What to produce: Identify the line in which "TARGET: green lawn" appears, then reproduce that line and all remaining lines of the records word for word.

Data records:

* BEGIN *

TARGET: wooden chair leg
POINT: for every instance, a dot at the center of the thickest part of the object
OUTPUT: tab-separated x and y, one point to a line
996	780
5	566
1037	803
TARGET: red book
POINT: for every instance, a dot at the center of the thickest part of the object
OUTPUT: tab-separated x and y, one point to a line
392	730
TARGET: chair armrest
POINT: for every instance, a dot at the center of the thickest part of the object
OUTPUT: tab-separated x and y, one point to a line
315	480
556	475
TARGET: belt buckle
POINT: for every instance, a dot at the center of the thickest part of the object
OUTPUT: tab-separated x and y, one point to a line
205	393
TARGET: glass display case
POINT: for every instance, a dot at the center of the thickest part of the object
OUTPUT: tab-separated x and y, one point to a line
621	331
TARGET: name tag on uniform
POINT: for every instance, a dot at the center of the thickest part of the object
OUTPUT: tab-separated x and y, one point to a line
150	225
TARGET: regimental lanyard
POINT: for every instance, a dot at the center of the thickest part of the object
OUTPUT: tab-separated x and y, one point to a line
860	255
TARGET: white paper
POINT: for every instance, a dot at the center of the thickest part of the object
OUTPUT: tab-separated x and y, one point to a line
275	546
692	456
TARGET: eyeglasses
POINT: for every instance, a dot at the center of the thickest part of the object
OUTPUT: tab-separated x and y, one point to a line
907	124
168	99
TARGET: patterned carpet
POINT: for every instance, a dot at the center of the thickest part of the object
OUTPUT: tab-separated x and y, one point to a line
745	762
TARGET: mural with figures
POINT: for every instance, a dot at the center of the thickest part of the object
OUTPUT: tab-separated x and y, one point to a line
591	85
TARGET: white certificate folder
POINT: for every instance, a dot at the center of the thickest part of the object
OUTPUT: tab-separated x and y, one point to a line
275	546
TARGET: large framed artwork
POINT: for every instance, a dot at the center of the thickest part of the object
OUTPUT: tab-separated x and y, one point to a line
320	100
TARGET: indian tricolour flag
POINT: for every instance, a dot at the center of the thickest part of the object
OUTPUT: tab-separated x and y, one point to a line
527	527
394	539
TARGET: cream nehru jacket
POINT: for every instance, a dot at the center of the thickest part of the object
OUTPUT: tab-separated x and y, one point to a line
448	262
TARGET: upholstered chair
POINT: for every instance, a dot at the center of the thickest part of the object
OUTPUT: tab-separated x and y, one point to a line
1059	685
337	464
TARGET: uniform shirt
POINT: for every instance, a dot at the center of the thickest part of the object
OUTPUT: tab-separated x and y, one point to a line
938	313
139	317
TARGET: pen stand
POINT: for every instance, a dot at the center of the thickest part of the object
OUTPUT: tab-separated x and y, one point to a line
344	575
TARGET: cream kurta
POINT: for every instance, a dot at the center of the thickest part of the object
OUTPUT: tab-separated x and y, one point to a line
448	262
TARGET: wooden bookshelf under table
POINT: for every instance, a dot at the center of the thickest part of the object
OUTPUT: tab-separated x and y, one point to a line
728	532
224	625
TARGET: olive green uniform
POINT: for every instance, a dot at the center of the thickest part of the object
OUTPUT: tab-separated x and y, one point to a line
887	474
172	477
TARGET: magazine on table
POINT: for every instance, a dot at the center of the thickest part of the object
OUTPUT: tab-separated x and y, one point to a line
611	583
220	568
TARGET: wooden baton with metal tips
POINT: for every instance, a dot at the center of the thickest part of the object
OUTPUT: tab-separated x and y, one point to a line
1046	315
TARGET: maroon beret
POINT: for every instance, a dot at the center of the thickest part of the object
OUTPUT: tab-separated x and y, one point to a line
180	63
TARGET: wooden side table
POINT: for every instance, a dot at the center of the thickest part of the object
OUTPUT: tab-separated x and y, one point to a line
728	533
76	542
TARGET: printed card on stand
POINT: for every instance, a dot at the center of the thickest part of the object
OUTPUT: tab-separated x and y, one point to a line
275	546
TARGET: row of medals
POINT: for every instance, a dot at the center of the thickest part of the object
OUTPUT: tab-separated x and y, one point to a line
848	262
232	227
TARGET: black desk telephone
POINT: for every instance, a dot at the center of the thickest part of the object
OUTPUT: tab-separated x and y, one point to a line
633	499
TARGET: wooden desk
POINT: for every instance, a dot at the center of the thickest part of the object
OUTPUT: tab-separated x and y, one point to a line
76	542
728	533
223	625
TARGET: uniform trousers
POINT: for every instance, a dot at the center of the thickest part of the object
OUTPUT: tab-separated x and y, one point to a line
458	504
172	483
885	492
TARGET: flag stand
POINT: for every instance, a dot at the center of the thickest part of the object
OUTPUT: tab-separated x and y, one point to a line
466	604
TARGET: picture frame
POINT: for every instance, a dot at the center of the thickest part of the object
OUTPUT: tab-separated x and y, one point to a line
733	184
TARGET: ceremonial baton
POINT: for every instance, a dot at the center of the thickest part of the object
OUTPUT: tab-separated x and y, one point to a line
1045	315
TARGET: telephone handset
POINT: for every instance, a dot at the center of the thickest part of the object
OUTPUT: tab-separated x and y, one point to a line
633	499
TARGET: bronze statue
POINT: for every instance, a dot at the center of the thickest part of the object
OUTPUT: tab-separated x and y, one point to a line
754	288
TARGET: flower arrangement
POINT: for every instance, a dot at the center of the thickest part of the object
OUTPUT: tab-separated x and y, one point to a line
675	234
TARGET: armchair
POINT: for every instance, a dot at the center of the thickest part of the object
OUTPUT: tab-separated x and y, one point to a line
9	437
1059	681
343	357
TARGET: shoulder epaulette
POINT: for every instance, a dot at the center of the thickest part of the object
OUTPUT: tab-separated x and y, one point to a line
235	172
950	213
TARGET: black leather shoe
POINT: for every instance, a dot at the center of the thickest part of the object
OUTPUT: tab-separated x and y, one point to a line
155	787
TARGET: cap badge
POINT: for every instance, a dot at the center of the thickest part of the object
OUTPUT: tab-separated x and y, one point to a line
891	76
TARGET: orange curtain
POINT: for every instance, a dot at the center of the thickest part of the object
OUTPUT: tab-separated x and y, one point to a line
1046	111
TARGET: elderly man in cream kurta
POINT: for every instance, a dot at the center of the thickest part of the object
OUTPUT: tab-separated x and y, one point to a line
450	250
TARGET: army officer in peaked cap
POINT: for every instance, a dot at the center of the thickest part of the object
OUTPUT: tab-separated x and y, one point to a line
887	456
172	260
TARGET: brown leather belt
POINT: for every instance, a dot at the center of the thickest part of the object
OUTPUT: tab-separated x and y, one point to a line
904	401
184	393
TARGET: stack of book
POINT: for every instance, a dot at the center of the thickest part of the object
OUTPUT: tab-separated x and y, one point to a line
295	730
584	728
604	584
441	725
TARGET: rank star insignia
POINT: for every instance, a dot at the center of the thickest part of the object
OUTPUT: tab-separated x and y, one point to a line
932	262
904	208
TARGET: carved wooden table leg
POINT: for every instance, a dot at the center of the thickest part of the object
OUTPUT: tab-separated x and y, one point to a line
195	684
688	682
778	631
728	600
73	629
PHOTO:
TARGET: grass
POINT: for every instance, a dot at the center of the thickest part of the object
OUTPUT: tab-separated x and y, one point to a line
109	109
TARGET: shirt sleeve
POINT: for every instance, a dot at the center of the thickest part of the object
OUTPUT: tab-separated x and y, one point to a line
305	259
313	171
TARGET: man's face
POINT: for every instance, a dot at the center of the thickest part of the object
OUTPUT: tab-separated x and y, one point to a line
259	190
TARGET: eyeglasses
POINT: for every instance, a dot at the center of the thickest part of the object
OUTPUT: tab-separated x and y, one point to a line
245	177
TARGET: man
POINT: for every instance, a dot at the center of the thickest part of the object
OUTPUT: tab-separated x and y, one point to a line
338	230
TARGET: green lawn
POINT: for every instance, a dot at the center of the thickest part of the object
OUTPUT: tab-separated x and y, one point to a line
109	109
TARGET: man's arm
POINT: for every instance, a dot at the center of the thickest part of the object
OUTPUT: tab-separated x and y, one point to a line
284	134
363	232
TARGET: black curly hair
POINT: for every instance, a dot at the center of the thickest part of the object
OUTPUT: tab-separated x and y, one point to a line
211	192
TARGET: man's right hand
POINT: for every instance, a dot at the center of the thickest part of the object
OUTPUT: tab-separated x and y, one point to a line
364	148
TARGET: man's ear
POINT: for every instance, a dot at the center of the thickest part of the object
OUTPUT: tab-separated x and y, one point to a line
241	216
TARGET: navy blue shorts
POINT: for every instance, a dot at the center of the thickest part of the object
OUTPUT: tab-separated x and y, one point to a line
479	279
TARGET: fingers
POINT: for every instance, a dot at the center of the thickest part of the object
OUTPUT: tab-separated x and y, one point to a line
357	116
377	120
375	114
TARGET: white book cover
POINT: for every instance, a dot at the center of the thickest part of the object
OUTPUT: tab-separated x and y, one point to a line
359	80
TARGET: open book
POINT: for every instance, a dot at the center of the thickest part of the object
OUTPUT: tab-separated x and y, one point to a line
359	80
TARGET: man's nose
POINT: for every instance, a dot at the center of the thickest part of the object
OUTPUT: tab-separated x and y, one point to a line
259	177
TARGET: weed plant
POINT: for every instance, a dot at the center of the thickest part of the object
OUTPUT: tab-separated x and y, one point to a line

* END *

Expected answer:
TARGET: green lawn
POINT: for every instance, a dot at the center of the thickest part of the object
OUTPUT: tab-separated x and y, one point to a line
109	109
TARGET: man's arm
POINT: for every instance, a dot at the center of the thickest part of the object
OUTPUT: tab-separated x and y, one point to a line
284	134
363	232
TARGET: black curly hair
POINT: for every instance, a dot at the center of the thickest part of the object
OUTPUT: tab-separated x and y, one point to a line
211	192
TARGET: man's right hand
POINT: for every instance, a dot at the center of the thickest part of the object
OUTPUT: tab-separated x and y, one point to a line
364	148
TARGET: man's ear
POINT: for every instance, a dot at the center of the thickest part of the object
OUTPUT: tab-separated x and y, one point to a line
241	216
TARGET: navy blue shorts
POINT: for every instance, a dot at the center of the thickest part of the object
OUTPUT: tab-separated x and y, one point to a line
479	279
TARGET: fingers
POINT: for every instance, a dot at the center of the thickest part of the object
OUTPUT: tab-separated x and y, one point to a line
357	116
377	120
375	114
TARGET: white book cover
POINT: for every instance, a dot at the center of the thickest part of the object
OUTPUT: tab-separated x and y, one point to a line
359	80
TARGET: open book
POINT: for every instance, a dot at the center of the thickest part of the object
OUTPUT: tab-separated x and y, one point to a line
359	80
TARGET: man's nose
POINT: for every instance, a dot at the center of the thickest part of the object
OUTPUT: tab-separated x and y, one point to a line
259	177
TARGET: weed plant
POINT: for every instance, a dot at the center of the thickest part of the object
OUTPUT: tab-separated x and y, one point to a line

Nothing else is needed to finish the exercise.